### Aufgabenstellung:
Ermitteln Sie, in wie vielen Zeilen der nachfolgenden Daten die Zeichenfolge „nose“ vorkommt. Geben Sie ausschließlich diese Anzahl an.

### Bereitgestellte Daten:
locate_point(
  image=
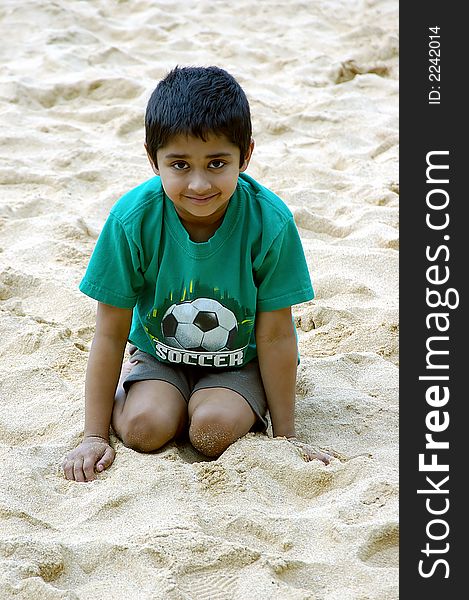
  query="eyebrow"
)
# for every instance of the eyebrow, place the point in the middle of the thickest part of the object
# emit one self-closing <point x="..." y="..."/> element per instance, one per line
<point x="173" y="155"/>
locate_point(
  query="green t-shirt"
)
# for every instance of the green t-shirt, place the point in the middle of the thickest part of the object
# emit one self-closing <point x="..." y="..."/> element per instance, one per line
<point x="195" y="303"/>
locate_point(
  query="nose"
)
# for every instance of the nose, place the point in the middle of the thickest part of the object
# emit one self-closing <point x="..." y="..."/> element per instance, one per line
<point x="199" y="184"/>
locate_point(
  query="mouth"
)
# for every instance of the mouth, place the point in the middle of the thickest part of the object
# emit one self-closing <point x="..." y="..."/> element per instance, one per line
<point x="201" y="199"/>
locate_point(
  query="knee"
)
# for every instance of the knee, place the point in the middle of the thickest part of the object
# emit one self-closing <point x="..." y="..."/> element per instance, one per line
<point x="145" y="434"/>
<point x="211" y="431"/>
--
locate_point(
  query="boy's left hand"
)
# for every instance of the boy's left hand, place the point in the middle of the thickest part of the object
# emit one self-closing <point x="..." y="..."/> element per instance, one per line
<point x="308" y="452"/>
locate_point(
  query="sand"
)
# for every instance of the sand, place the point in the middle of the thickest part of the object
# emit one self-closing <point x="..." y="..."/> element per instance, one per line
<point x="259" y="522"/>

### Ergebnis der Aufgabe:
2